::: DATA ENTRIES :::
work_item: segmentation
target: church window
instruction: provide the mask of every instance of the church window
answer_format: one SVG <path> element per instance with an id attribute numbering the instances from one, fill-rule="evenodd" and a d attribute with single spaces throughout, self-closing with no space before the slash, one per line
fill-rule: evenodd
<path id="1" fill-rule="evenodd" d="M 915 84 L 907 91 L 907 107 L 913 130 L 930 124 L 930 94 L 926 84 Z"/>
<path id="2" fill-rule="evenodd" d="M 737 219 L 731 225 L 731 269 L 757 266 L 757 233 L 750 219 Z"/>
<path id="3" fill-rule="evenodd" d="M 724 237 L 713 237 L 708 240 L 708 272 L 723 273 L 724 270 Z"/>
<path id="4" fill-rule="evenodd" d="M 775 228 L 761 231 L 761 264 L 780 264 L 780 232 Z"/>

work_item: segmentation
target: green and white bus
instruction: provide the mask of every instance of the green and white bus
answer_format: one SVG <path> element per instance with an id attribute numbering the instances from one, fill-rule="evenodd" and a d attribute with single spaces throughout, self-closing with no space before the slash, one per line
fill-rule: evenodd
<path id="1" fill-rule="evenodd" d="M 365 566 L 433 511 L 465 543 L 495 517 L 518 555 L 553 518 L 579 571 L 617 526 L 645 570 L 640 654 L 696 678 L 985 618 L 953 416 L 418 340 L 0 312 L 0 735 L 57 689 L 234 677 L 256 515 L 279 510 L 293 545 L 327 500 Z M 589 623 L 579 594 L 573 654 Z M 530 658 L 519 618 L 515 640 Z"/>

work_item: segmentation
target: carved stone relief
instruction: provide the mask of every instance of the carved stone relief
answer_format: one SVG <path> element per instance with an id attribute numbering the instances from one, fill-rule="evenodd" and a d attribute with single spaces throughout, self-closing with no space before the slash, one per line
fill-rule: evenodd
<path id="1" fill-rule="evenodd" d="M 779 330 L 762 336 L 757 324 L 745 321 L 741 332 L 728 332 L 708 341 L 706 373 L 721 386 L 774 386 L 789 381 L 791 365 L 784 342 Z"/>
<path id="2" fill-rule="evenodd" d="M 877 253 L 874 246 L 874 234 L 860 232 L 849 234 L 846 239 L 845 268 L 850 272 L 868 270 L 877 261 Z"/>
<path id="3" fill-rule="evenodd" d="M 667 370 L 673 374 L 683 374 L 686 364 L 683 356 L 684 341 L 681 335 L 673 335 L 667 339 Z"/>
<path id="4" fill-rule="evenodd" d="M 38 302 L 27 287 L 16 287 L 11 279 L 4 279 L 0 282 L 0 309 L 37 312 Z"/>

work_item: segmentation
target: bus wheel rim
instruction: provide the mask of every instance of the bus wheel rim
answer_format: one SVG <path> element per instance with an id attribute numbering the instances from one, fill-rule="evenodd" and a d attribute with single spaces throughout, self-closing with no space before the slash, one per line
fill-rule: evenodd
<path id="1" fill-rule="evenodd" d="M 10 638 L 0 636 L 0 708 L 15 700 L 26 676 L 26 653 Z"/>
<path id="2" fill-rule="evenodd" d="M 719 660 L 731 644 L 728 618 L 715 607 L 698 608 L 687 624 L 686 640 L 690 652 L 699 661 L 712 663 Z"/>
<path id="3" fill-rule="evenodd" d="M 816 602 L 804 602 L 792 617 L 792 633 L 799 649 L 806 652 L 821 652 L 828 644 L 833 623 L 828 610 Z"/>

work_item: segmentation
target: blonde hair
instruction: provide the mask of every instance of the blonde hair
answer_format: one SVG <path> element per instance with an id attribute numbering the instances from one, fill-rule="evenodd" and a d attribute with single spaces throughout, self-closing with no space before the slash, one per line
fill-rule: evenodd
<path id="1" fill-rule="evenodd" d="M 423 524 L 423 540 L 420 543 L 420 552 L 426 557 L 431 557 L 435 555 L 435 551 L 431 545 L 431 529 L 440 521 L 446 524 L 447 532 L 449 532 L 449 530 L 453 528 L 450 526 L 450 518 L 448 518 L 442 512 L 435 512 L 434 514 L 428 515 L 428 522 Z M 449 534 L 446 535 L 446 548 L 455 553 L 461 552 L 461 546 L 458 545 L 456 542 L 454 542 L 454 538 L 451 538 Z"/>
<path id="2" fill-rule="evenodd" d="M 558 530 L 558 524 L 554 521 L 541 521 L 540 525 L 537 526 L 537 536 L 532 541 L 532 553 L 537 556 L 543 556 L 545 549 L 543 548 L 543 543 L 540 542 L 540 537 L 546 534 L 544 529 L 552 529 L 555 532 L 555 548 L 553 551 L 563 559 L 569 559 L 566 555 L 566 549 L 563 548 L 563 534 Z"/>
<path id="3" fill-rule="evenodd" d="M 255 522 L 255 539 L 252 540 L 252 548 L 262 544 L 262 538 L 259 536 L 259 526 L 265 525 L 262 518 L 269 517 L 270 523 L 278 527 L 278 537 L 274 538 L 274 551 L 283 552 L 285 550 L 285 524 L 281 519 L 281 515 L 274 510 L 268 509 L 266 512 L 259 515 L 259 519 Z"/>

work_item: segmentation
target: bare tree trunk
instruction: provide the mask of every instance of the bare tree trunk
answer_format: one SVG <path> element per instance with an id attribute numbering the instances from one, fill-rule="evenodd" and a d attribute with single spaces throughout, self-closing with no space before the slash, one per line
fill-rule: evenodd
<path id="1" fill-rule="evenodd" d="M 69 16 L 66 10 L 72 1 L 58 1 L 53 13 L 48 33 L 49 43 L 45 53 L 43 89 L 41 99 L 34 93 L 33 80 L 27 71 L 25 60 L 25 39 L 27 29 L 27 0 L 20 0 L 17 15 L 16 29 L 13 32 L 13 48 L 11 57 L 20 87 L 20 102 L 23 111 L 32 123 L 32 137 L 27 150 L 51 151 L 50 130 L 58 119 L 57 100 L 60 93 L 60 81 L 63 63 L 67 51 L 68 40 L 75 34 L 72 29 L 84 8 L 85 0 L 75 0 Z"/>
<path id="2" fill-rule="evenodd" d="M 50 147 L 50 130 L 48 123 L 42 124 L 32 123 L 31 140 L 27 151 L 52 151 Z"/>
:::
__THE PROBLEM__: Rewrite the entries above as a JSON list of strings, one string per line and blank lines omitted, starting at the first line and ending at the line that contains "365 566 L 433", with both of those lines included.

__ANSWER TO THIS TASK__:
[
  "work_item: segmentation",
  "target: church window",
  "instruction: provide the mask of every instance of the church window",
  "answer_format: one SVG <path> element per instance with an id attribute numbering the instances from one, fill-rule=\"evenodd\" and a d attribute with single spaces throughout, self-closing with no space before the slash, one per line",
  "fill-rule: evenodd",
  "<path id=\"1\" fill-rule=\"evenodd\" d=\"M 915 84 L 907 91 L 907 107 L 913 130 L 930 124 L 930 94 L 926 84 Z\"/>",
  "<path id=\"2\" fill-rule=\"evenodd\" d=\"M 737 219 L 731 225 L 731 269 L 757 266 L 757 233 L 750 219 Z\"/>",
  "<path id=\"3\" fill-rule=\"evenodd\" d=\"M 724 237 L 713 237 L 708 240 L 708 272 L 723 273 L 724 270 Z\"/>",
  "<path id=\"4\" fill-rule=\"evenodd\" d=\"M 775 228 L 761 231 L 761 264 L 780 264 L 780 232 Z\"/>",
  "work_item: segmentation",
  "target: green and white bus",
  "instruction: provide the mask of every instance of the green and white bus",
  "answer_format: one SVG <path> element per instance with an id attribute numbering the instances from one, fill-rule=\"evenodd\" and a d attribute with single spaces throughout, self-closing with no space before the slash, one per line",
  "fill-rule: evenodd",
  "<path id=\"1\" fill-rule=\"evenodd\" d=\"M 365 566 L 433 511 L 465 543 L 495 517 L 518 555 L 553 518 L 579 571 L 617 526 L 645 570 L 640 654 L 696 678 L 985 618 L 953 416 L 418 340 L 0 312 L 0 735 L 57 689 L 234 677 L 256 515 L 279 510 L 293 545 L 327 500 Z M 589 623 L 579 594 L 573 654 Z M 530 658 L 519 618 L 515 640 Z\"/>"
]